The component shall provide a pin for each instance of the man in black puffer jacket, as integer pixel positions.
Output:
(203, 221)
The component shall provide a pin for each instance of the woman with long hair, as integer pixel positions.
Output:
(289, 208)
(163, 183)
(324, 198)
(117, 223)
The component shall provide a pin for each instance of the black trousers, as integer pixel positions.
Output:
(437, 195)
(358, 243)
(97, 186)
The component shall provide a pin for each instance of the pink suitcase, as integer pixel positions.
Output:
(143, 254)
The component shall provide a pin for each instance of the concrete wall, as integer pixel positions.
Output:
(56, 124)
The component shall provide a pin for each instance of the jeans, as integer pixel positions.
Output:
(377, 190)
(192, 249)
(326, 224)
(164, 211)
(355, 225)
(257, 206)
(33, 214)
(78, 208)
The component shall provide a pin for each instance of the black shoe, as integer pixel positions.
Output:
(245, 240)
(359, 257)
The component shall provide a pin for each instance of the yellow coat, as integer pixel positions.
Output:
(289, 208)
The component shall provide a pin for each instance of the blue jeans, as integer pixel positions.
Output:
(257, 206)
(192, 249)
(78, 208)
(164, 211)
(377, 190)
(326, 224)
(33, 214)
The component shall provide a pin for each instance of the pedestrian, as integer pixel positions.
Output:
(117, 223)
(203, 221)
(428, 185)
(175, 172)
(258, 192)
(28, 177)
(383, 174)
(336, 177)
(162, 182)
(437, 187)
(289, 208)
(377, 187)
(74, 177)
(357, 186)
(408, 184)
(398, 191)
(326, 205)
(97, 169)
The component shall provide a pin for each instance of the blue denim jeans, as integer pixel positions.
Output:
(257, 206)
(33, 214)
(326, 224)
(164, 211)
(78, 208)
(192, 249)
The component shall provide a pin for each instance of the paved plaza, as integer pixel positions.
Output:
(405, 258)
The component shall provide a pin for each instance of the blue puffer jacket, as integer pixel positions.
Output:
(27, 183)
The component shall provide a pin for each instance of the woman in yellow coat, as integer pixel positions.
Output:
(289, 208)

==

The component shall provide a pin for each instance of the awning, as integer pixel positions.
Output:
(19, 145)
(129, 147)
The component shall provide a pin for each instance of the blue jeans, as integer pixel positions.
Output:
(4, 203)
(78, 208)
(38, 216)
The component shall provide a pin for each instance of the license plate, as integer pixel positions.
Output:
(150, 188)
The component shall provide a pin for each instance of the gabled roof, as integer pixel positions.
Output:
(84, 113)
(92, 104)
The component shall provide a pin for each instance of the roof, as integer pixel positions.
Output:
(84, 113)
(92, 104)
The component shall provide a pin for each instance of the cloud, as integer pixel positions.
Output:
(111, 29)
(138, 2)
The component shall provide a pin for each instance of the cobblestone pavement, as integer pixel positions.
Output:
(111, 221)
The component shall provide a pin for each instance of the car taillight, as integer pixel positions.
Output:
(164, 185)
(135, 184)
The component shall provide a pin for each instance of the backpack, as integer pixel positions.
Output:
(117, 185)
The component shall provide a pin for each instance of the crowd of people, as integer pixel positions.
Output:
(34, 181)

Exercise. Each line of the records that holds the word "puffer" should be copied out.

Answer box.
The component shall provide a pin for each instance of the man in black puffer jacket, as integer pixel positions.
The component shall provide a pin for each instance of the blue puffer jacket, as integer pixel positions.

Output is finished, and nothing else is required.